_Things to do_.
#1 Reproduce word for word the stretch of the smoke-free zones article from "The emphasis is" through "UK each year.".
#2 Write a continuation of the article about smoke-free parks and beaches in Brighton & Hove, picking up after its final sentence.

_Selected text_.
========================================================================

Smoke Free Zones
Residents could soon be consulted about whether the city’s parks and beaches should be smoke free areas. Later this month the Health and Wellbeing Board will be asked to approve a consultation asking whether people support the move for extending smoke free areas in Brighton & Hove.
The emphasis is on creating an environment free from second-hand smoke. Second-hand smoke is particularly dangerous for children. Children exposed to passive smoke are at higher risk of respiratory infections, asthma, bacterial meningitis and cot death. Second-hand smoke has been linked to around 165,000 new cases of disease among children in the UK each year.
A voluntary smoking ban already exists in all 42 of the city’s children’s playgrounds, which is already accepted by park goers. The proposed consultation is to gauge whether there is wider public support for extending the smoke free areas across the city.
At the next meeting on 21 July, the Health and Wellbeing board will consider a report looking at the benefits of establishing more smoke free public areas. If agreed, the consultation will run from the 22nd July for 12 weeks.
Despite many residents giving up smoking or not taking it up in the first place, smoking is still one of the city’s leading causes of premature death and health inequalities. According to the 2013 Household survey, smoking in Brighton & Hove is 25.2 per cent, which is above the England average of about 18 per cent.

========================================================================

_Data to examine_.
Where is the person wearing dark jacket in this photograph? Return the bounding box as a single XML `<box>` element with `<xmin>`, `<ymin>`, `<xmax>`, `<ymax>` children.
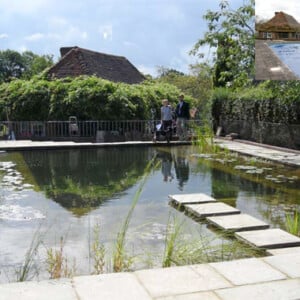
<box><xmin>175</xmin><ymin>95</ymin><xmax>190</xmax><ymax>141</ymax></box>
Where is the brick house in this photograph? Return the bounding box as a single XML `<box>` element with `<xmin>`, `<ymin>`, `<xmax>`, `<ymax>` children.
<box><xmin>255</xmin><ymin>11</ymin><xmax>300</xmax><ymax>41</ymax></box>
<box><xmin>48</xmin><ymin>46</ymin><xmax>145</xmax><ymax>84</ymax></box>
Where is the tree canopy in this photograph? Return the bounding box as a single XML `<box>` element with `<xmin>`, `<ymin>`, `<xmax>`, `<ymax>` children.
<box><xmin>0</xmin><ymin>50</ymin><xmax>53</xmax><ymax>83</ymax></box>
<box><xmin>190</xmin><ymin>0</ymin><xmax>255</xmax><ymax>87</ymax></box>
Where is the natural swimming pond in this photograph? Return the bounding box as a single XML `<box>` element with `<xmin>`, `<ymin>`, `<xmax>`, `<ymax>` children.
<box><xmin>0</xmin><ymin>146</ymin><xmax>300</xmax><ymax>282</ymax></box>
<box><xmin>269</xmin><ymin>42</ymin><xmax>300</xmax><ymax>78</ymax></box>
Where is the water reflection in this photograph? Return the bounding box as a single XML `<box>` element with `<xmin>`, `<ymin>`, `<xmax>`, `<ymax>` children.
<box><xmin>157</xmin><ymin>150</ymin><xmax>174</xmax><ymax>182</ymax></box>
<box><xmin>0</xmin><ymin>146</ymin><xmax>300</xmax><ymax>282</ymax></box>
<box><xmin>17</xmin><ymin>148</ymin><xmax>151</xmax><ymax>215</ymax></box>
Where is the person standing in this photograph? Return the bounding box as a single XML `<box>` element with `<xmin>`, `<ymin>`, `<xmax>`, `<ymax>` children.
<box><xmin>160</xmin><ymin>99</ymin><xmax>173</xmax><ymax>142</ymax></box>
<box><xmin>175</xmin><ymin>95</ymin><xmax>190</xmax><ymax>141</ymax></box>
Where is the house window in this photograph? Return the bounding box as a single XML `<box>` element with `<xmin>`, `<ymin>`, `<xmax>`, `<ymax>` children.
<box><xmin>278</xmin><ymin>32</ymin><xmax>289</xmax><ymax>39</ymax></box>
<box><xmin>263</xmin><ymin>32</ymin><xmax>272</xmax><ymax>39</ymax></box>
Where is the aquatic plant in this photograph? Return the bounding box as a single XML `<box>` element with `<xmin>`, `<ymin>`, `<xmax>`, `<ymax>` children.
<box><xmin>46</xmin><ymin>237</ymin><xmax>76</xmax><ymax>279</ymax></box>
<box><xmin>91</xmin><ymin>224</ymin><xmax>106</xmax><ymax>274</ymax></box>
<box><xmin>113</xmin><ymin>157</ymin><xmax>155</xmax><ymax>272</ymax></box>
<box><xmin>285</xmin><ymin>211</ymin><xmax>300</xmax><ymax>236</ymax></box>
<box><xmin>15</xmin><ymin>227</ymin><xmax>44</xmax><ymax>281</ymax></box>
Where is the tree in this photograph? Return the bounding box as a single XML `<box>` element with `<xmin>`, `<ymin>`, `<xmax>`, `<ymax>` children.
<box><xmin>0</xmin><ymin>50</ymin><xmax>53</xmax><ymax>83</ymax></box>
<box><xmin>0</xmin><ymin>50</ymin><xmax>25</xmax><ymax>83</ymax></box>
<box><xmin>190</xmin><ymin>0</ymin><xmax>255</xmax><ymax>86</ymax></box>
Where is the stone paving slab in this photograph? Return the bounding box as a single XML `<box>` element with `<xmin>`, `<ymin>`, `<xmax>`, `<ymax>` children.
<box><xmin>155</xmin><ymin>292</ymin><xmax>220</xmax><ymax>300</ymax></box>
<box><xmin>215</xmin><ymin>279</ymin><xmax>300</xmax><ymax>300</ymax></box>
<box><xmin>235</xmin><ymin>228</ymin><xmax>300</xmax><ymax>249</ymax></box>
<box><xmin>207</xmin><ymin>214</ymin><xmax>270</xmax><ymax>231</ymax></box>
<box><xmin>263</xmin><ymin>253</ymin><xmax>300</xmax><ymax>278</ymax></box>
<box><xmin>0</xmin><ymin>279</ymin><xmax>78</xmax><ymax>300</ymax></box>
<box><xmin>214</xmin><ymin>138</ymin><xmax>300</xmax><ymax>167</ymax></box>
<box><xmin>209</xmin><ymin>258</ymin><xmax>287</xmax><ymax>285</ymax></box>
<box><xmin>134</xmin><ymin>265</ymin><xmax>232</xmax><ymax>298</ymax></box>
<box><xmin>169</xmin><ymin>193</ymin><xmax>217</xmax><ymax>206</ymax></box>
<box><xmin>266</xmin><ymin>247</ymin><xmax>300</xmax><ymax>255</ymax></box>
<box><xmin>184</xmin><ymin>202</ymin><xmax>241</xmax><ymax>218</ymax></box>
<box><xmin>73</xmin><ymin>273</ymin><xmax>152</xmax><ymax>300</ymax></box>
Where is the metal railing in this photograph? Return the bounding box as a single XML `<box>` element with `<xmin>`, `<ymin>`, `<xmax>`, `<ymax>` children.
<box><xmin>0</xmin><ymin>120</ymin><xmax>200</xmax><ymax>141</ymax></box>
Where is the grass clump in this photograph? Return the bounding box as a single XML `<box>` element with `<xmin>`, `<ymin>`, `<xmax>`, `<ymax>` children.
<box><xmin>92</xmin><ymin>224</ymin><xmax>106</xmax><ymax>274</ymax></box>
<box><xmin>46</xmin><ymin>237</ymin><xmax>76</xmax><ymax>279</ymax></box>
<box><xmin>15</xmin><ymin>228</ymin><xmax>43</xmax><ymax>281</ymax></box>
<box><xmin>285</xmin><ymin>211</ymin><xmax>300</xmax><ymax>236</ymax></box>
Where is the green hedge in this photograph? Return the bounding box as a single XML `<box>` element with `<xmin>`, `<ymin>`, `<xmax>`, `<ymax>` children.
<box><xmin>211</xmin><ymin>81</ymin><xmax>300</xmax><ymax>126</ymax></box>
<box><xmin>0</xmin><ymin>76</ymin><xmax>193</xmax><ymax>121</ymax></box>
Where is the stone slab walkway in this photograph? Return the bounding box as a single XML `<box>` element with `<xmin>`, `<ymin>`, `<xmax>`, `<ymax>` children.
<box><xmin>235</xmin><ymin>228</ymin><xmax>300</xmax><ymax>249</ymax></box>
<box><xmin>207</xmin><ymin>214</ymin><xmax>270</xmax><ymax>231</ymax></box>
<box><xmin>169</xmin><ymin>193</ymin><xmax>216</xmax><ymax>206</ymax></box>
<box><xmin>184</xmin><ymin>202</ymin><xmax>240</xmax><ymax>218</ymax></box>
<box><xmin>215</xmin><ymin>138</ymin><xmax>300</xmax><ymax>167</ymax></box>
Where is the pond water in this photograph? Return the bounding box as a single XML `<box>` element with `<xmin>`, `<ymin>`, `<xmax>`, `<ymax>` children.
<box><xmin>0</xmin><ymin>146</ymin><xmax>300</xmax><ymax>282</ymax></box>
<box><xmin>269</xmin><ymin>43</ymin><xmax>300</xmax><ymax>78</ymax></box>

========================================================================

_Responses per task_.
#1
The emphasis is on creating an environment free from second-hand smoke. Second-hand smoke is particularly dangerous for children. Children exposed to passive smoke are at higher risk of respiratory infections, asthma, bacterial meningitis and cot death. Second-hand smoke has been linked to around 165,000 new cases of disease among children in the UK each year.

#2
Cllr Daniel Yates, chair of Health and Wellbeing Board, said: “The health benefits of smoke free areas and protecting children from second-hand smoke are well established. We’re keen to keep people safe from the effects of smoking in public areas, especially children who are most vulnerable. However we also want to ensure any measures taken have support of residents in the city. The report is a welcome addition to the meeting agenda.”
The areas being proposed to become smoke free, following consultation, are locations where children are most likely to be present, especially during school holidays at times when the parks and beaches are busiest.
Dr Tom Scanlon, Director of Public Health, said: “Tobacco smoke typically contains over 170 toxins including carcinogens and air pollutants. The benefits of smoke-free indoor areas are well established and accepted. Outdoor tobacco smoke dissipates more quickly than indoor smoke, but in certain concentrations and weather conditions it still poses an additional health risk to non-smokers. Several States in the US have adopted legislation to limit outdoor smoking in certain settings such as cafés, parks and places where there are children playing. The time is right to have the debate in Brighton & Hove as to whether we wish the same here.”